▸ **INSTRUCTIONS TO FOLLOW**: Please reproduce only the stretch from the line containing "Running a dermatology lesion detector. Mark the woman" through the line containing "[554,186,598,292]", swapping "dermoscopic image" for "street photo" and keeping everything else the same.

▸ **RECORDS SHOWN**:
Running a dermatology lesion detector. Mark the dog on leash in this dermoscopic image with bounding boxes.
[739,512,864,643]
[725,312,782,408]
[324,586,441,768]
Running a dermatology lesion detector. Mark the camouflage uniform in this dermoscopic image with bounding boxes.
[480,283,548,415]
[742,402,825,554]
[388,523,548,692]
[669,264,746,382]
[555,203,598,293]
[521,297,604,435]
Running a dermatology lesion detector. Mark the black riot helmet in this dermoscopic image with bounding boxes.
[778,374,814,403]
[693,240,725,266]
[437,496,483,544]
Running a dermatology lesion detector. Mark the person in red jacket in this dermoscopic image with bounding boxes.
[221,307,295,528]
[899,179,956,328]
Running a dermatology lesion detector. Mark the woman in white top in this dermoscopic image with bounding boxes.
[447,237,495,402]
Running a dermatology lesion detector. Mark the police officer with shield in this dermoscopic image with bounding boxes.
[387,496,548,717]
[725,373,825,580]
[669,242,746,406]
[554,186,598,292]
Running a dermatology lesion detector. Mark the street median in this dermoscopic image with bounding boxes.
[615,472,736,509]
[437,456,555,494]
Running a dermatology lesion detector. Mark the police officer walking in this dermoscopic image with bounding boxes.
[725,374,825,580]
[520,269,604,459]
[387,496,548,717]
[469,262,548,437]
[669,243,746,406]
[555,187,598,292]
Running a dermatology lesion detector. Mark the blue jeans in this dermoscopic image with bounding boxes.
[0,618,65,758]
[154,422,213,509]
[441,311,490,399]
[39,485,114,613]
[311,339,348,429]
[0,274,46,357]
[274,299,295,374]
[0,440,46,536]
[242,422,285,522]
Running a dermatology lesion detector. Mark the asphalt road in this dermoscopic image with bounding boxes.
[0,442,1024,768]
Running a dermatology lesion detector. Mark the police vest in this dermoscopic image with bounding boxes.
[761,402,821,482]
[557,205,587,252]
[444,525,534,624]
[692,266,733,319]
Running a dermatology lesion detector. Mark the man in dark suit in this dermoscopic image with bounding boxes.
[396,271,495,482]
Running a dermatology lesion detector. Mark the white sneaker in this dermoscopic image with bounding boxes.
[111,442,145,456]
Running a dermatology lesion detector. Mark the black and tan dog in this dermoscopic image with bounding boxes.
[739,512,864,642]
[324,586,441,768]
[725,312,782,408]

▸ **CORRECT OUTPUT**:
Running a dermatology lesion detector. Mark the woman in white top in this street photo with bounding boxes.
[447,237,495,402]
Running a dermatology lesion detector. Mark the police officer with shield in this street photo with bounding boxes.
[387,496,548,717]
[725,373,825,580]
[669,242,746,406]
[554,186,598,292]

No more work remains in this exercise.